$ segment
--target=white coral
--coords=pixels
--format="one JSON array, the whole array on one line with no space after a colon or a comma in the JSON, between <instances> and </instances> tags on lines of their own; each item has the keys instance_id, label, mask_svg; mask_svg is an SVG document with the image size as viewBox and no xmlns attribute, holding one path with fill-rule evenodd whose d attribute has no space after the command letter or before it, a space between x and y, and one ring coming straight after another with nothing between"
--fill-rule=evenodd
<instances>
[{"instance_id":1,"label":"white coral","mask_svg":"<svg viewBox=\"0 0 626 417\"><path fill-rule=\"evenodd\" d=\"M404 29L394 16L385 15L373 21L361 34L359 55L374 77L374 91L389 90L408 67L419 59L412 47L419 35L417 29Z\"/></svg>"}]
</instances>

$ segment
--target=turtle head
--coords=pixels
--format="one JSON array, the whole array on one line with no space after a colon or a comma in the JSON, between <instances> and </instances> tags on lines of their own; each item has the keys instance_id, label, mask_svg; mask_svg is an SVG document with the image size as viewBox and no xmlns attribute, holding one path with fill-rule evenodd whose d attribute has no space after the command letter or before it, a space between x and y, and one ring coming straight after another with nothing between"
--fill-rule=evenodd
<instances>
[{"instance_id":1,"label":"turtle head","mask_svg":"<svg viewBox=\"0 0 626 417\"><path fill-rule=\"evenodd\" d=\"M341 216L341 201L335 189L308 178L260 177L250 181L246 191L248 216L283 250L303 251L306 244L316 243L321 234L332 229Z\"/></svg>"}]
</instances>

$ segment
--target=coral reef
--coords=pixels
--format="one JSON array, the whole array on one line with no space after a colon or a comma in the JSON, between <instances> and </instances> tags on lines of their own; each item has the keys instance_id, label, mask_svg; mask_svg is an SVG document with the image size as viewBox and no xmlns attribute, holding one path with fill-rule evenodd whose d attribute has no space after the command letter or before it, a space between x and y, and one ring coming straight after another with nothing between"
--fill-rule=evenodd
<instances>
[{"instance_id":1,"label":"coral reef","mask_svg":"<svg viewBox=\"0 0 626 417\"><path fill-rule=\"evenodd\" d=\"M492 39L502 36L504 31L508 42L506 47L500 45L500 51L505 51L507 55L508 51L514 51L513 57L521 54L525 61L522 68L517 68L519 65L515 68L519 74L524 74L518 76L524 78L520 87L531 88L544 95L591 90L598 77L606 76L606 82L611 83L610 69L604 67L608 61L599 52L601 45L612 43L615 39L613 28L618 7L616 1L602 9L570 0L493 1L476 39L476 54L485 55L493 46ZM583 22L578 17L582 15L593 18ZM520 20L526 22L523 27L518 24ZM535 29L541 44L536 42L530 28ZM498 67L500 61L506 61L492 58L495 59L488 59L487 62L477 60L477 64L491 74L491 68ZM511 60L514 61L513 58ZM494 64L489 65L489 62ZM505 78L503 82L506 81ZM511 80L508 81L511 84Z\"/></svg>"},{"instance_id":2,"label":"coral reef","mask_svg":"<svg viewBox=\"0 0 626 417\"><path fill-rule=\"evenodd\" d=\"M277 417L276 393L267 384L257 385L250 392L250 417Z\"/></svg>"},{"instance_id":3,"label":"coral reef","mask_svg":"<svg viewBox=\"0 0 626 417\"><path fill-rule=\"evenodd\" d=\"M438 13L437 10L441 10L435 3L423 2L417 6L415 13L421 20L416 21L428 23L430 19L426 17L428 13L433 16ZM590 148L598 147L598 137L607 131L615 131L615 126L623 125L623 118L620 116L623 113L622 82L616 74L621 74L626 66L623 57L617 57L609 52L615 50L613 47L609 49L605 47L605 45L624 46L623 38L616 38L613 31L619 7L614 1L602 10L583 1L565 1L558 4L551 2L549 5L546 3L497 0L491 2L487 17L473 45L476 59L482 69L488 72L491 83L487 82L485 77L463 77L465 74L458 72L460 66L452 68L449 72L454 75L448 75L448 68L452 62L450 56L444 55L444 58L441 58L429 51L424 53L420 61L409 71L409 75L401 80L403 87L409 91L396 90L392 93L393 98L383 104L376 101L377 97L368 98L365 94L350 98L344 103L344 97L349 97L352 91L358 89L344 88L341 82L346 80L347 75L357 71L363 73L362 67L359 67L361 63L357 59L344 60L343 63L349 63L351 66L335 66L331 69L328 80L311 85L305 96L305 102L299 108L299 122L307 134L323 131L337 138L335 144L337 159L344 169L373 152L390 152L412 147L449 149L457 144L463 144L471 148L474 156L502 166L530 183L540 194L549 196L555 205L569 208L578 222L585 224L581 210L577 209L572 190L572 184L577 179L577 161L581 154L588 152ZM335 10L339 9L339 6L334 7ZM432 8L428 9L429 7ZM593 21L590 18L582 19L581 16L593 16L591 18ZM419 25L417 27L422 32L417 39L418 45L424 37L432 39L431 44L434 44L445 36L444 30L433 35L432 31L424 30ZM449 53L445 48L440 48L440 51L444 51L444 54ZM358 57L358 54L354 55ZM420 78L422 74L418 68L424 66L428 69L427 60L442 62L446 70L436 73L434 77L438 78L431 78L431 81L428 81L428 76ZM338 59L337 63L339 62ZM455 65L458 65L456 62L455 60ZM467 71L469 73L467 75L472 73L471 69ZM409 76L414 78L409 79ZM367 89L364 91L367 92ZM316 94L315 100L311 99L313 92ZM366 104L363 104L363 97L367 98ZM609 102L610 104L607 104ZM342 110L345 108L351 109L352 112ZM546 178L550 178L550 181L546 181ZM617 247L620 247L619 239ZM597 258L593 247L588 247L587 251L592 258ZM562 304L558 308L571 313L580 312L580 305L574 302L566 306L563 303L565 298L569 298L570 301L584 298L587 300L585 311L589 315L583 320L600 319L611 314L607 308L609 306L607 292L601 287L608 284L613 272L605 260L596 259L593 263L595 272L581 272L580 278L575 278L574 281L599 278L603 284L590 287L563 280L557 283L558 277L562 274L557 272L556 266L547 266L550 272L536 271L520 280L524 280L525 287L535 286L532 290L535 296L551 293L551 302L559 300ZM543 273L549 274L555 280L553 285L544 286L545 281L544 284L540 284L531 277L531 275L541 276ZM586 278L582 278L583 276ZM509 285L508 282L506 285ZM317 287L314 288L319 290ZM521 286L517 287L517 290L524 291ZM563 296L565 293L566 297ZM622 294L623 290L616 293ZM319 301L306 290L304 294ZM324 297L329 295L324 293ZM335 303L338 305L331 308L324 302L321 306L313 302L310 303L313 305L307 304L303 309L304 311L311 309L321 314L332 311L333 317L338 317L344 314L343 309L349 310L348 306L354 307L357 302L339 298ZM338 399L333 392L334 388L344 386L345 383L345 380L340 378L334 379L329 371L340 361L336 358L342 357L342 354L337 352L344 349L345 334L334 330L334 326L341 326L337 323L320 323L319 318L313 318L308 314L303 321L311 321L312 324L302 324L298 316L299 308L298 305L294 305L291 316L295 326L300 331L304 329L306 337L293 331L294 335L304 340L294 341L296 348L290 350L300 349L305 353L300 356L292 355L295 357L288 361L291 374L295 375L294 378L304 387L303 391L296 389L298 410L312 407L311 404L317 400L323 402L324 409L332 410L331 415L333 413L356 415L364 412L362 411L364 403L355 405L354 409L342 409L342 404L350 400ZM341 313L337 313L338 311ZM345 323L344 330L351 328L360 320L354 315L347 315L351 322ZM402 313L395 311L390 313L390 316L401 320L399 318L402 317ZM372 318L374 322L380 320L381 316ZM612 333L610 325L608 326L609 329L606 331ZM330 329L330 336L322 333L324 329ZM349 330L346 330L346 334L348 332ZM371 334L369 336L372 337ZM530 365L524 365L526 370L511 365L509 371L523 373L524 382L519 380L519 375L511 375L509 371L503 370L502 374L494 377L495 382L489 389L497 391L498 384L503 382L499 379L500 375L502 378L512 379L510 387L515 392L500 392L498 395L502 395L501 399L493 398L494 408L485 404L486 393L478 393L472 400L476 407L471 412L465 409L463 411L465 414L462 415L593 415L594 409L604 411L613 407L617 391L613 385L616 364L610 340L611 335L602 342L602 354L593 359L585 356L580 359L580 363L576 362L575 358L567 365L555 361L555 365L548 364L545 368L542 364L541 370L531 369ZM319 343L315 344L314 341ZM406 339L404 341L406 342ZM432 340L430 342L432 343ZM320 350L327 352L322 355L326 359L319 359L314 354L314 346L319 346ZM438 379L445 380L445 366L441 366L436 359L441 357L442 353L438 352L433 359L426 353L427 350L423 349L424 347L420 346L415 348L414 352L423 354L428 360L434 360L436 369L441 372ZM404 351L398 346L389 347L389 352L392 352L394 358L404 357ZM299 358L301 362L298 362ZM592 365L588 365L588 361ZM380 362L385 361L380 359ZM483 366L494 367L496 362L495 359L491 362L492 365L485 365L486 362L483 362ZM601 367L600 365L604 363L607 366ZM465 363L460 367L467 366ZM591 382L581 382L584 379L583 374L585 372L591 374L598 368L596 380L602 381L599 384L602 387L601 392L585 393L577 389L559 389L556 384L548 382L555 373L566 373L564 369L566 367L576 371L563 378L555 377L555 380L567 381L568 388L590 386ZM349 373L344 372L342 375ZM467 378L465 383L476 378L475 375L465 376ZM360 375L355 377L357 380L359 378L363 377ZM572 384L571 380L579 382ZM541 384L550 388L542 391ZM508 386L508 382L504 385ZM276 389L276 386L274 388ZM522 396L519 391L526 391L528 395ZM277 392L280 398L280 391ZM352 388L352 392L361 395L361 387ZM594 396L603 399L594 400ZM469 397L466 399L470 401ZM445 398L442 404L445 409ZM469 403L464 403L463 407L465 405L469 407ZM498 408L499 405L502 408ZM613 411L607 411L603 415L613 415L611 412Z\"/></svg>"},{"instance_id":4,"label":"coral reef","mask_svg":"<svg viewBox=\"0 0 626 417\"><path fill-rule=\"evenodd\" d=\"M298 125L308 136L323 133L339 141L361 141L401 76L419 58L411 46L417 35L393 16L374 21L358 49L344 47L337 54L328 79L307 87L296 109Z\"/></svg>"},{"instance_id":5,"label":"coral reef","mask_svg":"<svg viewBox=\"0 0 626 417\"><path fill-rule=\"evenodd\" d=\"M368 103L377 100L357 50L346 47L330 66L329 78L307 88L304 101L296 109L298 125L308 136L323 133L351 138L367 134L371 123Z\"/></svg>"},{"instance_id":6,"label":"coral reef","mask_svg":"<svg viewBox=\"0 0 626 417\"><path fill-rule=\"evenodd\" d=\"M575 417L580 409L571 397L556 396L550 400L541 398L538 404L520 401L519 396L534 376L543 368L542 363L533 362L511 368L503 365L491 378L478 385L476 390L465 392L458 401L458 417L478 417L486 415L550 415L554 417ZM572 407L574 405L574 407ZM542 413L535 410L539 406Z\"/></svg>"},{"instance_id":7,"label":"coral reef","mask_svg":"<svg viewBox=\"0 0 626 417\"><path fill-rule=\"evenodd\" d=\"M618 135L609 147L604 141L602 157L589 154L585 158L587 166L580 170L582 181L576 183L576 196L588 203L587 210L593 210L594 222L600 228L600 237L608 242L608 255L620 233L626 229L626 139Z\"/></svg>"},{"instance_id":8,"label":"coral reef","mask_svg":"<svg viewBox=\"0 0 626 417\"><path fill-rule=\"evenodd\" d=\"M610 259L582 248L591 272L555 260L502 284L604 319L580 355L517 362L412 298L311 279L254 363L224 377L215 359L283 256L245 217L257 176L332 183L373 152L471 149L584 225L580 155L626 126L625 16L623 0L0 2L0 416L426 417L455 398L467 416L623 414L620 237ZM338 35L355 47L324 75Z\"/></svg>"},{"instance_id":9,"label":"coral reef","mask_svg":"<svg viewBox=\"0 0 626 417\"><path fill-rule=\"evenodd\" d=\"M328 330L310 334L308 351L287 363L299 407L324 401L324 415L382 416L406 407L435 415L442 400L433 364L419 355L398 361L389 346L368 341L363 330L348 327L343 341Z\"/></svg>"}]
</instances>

## Assignment
The answer should consist of every line above in which "target" appears.

## Answer to this exercise
--target=white coral
--target=turtle head
--target=coral reef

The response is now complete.